Exercise material -

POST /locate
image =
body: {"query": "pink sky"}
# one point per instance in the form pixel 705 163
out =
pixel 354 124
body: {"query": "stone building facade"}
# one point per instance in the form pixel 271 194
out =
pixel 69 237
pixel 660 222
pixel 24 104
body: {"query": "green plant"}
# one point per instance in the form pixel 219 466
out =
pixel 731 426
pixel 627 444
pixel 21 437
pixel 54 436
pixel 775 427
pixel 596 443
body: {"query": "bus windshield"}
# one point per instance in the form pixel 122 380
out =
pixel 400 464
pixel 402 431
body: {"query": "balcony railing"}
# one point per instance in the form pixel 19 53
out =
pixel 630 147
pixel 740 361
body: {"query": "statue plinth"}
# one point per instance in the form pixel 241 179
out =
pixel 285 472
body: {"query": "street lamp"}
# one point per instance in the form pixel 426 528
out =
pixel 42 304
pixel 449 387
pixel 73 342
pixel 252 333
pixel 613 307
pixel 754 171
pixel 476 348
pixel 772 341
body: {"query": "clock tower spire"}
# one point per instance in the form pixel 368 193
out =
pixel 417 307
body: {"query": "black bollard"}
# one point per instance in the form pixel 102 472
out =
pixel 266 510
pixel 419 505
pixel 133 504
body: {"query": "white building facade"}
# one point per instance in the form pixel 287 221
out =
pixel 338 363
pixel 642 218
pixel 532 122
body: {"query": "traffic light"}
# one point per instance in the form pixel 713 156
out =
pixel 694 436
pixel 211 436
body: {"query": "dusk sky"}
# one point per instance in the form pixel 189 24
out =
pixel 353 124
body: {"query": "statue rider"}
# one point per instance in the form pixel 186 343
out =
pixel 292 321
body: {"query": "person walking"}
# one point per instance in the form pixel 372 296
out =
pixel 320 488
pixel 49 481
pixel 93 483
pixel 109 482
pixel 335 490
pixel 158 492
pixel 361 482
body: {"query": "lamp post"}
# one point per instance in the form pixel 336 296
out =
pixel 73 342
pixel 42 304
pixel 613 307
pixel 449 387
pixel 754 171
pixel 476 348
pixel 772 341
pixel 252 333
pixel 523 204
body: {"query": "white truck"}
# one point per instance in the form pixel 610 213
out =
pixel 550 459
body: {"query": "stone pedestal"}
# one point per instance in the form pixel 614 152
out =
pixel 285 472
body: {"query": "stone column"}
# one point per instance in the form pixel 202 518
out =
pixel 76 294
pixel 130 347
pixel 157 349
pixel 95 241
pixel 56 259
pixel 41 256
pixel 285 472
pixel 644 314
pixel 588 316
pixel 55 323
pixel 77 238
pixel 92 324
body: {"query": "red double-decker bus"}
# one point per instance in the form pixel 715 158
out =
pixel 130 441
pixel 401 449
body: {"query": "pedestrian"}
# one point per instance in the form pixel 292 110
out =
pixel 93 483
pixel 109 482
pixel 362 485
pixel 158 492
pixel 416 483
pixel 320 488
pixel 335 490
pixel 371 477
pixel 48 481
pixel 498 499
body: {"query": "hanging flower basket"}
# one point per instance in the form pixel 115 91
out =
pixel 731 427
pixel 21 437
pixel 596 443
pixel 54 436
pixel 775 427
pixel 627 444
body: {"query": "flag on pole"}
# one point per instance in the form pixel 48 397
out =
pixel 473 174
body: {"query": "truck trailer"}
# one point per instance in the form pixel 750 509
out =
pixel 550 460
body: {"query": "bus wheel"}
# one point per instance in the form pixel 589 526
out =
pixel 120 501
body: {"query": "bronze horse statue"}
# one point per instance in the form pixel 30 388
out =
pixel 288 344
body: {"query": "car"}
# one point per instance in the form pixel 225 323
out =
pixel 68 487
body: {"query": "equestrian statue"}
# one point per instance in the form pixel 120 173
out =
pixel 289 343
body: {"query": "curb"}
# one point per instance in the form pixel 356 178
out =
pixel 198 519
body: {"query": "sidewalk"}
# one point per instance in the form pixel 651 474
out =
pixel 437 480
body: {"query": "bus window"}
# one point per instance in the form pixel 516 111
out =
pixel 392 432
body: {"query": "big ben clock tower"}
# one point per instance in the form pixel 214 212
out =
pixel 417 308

==

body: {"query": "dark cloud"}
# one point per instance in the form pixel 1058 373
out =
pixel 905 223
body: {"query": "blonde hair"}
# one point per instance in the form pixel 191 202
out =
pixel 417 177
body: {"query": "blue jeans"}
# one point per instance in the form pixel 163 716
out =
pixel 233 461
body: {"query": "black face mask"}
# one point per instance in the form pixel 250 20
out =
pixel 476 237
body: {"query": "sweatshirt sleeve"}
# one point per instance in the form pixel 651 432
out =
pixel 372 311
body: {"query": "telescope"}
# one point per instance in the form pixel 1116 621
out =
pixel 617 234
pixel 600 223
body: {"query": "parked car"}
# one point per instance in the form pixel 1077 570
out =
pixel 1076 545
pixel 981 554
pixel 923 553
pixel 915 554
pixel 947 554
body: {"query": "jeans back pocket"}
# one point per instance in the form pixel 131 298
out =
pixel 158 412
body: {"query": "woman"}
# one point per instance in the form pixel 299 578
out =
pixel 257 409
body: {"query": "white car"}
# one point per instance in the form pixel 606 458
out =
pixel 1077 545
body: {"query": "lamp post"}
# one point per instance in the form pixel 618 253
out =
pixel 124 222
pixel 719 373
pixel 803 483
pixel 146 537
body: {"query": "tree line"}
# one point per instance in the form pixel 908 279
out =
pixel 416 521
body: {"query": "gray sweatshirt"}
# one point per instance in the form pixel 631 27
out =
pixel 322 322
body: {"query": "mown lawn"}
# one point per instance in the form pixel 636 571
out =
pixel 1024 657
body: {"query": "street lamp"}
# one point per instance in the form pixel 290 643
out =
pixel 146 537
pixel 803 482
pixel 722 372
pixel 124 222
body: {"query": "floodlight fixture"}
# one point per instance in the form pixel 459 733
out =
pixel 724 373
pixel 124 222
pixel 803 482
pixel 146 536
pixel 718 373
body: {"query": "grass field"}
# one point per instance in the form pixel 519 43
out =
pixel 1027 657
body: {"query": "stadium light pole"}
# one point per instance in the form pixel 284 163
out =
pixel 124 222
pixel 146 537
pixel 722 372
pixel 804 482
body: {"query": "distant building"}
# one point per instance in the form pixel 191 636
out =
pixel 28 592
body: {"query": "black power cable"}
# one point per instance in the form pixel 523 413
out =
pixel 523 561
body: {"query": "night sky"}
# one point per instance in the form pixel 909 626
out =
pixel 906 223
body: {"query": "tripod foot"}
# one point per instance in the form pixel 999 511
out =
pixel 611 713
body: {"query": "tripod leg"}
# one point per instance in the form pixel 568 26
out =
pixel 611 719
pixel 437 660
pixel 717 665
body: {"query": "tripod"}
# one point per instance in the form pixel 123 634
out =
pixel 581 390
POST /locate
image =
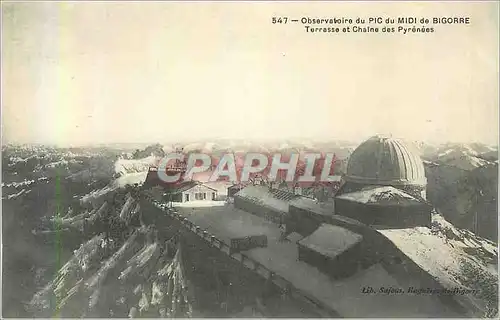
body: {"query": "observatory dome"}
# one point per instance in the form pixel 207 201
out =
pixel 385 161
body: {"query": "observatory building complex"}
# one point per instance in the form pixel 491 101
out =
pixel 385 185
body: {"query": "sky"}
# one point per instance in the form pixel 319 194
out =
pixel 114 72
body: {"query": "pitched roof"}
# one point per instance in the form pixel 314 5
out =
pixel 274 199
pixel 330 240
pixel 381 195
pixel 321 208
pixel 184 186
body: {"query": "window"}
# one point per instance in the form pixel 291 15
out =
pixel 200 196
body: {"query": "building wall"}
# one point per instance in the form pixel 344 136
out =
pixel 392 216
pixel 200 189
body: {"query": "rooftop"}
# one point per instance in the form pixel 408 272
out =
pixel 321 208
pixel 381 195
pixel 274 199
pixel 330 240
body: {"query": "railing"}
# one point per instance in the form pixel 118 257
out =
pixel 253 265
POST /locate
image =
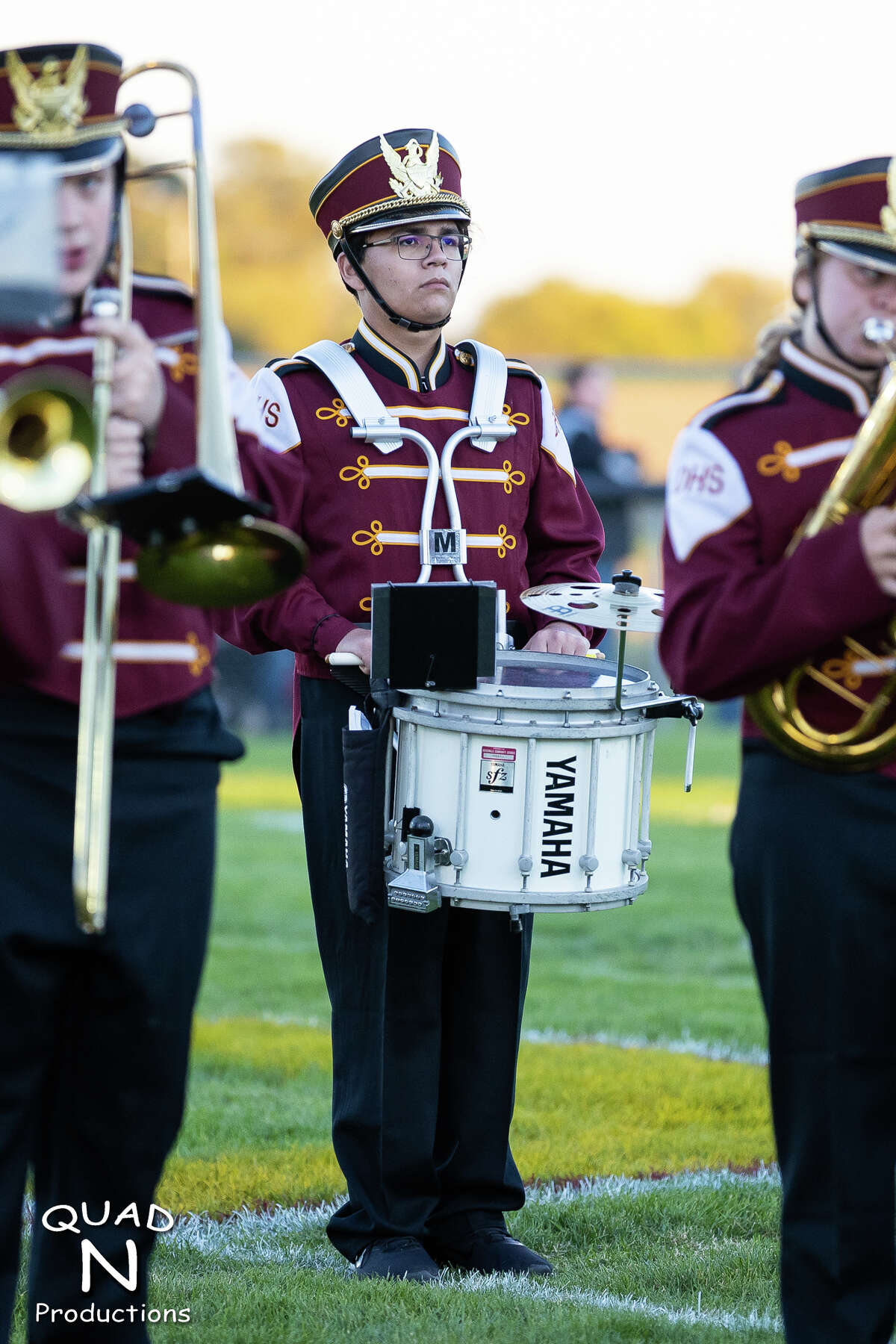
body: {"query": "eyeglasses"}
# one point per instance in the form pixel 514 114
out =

Exercise goal -
What you give back should be exactly the lines of the data above from the line with "# one point per instance in the form pixel 713" through the line with "# one point per instance in the form pixel 372", both of those included, and nothing more.

Response for this exercise -
# one point per instance in the form pixel 713 156
out =
pixel 694 436
pixel 211 436
body: {"query": "dusk sky"}
# one point per instance in the form pixel 189 24
out =
pixel 353 124
body: {"query": "statue rider"}
# one point per instance in the form pixel 186 343
out =
pixel 292 321
body: {"query": "person walking"}
# one point per instance in the form pixel 372 296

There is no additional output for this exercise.